Finding when a file was added to Git and when it was last changed
26 Jul 2016I recently built a visualisation of all Django migrations in a project and the dependencies between them. I was most interested in recent migrations, and in particular if a migration had been changed after it had been deployed. So adding the tag a migration was introduced in (and the tag it was last modified in) seemed like a good idea.
My first attempt was to query each migration with git log
with a diff filter to find out when it was added. Then I could use git tag
to see which tags it was in:
$ git log --format="format:%H" --follow --diff-filter=A touchdown/core/adapters.py
184d8e88017726e695ee9cb22e428b667f6d22de
$ git tag --contains 184d8e88017726e695ee9cb22e428b667f6d22de
0.0.1
0.0.10
0.0.11
0.0.12
0.0.13
0.0.14
<snip>
This was slow. I was traversing the same log again and again 100’s of times. So for version 2 I traverse the log in tag order just once.. What changed between 0.0.1 and 0.0.2? What changed between 0.0.2 and 0.0.3?. If it’s changed and i’ve never seen it before then it must be a new file. The new version is much faster.

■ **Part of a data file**
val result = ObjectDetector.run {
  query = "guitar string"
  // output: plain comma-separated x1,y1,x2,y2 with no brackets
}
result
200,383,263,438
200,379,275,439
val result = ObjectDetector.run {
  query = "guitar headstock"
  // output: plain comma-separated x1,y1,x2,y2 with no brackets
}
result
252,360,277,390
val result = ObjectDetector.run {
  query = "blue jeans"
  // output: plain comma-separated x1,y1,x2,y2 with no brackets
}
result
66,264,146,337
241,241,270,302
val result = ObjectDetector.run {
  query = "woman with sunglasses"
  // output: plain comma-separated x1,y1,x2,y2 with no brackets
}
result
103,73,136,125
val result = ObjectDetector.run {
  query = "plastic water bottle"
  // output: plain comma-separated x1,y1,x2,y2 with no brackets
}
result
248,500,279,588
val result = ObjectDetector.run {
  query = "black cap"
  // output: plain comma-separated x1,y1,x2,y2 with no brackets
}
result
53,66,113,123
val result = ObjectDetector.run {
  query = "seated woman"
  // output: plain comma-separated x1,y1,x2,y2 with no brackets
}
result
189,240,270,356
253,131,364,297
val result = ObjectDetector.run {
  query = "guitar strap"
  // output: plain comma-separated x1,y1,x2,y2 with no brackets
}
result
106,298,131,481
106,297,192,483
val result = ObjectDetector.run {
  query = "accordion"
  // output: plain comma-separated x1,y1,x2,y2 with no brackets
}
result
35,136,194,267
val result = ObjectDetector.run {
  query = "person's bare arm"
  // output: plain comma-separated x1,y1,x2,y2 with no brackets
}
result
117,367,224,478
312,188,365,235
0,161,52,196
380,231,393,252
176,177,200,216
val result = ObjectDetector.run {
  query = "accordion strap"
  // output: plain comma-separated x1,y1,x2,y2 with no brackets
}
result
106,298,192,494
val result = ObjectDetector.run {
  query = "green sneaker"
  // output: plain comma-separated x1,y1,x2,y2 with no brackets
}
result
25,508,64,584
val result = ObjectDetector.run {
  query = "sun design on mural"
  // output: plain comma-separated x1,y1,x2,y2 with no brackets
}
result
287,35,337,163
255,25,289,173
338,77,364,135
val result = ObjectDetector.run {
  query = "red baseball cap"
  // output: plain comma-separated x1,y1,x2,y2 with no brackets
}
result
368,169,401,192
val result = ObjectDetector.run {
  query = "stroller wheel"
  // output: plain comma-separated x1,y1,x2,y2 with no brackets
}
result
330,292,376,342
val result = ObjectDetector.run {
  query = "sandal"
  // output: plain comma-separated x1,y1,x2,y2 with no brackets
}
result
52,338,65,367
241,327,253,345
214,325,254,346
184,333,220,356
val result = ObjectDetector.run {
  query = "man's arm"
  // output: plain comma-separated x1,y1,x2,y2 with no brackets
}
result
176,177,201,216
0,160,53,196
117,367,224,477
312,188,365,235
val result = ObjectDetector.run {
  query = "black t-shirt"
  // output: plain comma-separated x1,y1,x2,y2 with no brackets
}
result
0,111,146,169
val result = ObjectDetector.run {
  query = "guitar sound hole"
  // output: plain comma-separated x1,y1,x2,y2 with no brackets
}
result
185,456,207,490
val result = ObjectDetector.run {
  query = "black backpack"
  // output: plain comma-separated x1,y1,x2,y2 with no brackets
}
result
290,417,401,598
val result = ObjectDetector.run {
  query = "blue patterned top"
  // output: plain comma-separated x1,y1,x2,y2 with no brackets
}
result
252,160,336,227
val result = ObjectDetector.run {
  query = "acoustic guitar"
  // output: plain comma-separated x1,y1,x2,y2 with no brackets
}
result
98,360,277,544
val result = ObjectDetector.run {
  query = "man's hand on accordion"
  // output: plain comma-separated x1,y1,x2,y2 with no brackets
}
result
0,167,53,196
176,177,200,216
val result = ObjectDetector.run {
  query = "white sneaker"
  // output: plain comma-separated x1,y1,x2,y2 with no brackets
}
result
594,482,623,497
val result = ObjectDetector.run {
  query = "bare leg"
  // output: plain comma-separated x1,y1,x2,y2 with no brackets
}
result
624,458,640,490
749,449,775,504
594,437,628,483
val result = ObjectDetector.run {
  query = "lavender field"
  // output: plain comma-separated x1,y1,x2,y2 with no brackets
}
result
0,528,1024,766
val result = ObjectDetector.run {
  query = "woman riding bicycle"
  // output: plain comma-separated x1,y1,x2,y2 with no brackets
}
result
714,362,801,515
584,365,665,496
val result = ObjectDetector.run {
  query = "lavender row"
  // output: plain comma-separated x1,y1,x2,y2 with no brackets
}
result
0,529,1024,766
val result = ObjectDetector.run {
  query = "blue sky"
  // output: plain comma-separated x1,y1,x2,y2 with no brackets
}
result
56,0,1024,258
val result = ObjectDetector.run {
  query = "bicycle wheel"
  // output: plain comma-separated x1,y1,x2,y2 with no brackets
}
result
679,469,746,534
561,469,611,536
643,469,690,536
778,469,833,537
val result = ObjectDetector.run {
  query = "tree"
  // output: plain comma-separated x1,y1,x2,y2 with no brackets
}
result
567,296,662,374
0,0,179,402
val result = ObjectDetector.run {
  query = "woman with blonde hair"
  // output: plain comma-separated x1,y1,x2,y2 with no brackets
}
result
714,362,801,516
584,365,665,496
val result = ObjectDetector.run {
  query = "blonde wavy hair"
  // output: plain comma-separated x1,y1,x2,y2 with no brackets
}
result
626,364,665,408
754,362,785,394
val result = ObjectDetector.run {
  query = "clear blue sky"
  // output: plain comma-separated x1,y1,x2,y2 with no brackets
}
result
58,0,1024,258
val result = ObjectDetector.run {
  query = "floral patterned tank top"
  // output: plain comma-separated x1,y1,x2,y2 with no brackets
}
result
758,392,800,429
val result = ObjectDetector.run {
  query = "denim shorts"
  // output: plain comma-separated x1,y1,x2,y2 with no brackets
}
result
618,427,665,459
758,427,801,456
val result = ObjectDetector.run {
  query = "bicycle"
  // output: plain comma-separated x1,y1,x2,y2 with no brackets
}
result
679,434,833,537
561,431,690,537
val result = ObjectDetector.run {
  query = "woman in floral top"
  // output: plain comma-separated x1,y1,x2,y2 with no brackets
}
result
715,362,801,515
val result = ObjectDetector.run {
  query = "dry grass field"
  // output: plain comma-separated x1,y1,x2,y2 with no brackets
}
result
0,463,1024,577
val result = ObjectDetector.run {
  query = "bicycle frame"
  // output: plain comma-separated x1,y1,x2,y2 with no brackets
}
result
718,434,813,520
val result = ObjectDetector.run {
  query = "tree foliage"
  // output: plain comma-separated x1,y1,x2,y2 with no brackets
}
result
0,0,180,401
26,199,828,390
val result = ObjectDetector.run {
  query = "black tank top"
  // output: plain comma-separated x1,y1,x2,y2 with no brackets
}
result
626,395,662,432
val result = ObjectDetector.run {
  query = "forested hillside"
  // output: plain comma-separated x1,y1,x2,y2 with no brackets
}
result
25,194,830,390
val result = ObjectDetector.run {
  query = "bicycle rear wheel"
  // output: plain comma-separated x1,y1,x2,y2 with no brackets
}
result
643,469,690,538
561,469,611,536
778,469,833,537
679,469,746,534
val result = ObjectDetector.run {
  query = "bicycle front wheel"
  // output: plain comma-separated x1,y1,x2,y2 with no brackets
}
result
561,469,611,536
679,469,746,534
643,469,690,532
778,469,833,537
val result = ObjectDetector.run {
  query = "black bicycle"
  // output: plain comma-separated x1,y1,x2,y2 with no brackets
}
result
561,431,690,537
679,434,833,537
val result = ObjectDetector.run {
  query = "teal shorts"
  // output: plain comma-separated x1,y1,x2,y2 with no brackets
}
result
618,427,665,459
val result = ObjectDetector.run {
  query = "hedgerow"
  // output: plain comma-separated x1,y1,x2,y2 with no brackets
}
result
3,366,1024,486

■ **THE TASKS**
(a) In the post on finding when a file was added to Git, list every version tag printed in the output of git tag --contains before the snip.
(b) Continue the post on finding when a file was added to Git and last changed, picking up after its final sentence.

■ **ANSWER SET**
(a) 0.0.1, 0.0.10, 0.0.11, 0.0.12, 0.0.13, 0.0.14

(b)
import subprocess
from distutils.version import StrictVersion
# Finds the root commit of the repository
tags = [
subprocess.check_output([
"git", "rev-list", "--max-parents=0", "HEAD"
]).strip()
]
# Every tag in order
tags.extend(
sorted(
subprocess.check_output(["git", "tag", "-l"]).split(),
key=StrictVersion,
),
)
added = {}
changed = {}
for left, right in zip(tags, tags[1:]):
files = set(subprocess.check_output([
"git",
"show",
"{}...{}".format(left, right),
"--no-commit-id",
"-r",
"--name-only",
"--format=format:",
]).strip().split())
for file in files:
if file not in added:
added[file] = right
changed[file] = right
for file, version in added.items():
print file, version, changed[file]
One additional changed I could make is to remove files from added
and changed
if they aren’t in git ls-files {tag}
.